● EXERCISE DETAILS: Copy every line of the listing below, from the line containing "Practice step: locate the white tablecloth" through the line containing "x=278, y=441", and adjust each x and y coordinate in the answer points by -91. Leave all other lines, including their sample coordinates, unchanged.
━━━━━━
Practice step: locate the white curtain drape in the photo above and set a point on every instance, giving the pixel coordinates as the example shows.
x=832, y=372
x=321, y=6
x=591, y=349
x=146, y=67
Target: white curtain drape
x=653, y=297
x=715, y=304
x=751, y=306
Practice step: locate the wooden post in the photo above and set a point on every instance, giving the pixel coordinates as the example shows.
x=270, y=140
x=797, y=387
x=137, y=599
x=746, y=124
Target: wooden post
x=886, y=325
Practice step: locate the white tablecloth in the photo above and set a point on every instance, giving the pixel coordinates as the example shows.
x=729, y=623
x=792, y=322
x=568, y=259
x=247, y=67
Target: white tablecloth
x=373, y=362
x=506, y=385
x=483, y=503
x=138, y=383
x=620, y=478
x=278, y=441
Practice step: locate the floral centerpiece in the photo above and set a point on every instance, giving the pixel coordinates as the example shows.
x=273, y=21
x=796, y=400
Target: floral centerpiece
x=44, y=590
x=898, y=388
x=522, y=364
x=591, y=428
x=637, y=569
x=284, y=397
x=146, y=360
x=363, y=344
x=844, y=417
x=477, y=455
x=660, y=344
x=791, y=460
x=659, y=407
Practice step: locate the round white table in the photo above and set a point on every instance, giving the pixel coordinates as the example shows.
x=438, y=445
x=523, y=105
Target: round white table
━━━━━━
● TASK ANSWER:
Practice step: locate the white tablecloth in the photo above and set a point on every instance, giving the pixel coordinates as the example shows.
x=729, y=623
x=792, y=322
x=568, y=259
x=247, y=67
Target: white tablecloth
x=282, y=271
x=415, y=294
x=392, y=412
x=47, y=292
x=529, y=387
x=187, y=350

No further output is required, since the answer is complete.